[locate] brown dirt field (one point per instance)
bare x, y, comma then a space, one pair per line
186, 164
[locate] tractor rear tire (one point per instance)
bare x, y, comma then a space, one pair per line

┄┄┄┄┄┄

What is needed » Rewrite every row above, requests included, multiplying each x and y coordinate in the answers by 0.95 and rounding to whole numbers, with halves rounded up. Leave the requests and their format lines unchanged.

Complete response »
[locate] brown dirt field (one point per instance)
bare x, y, comma then a space, one pair per line
177, 156
[locate] tractor rear tire (one point per instance)
bare x, y, comma then a space, one pair per line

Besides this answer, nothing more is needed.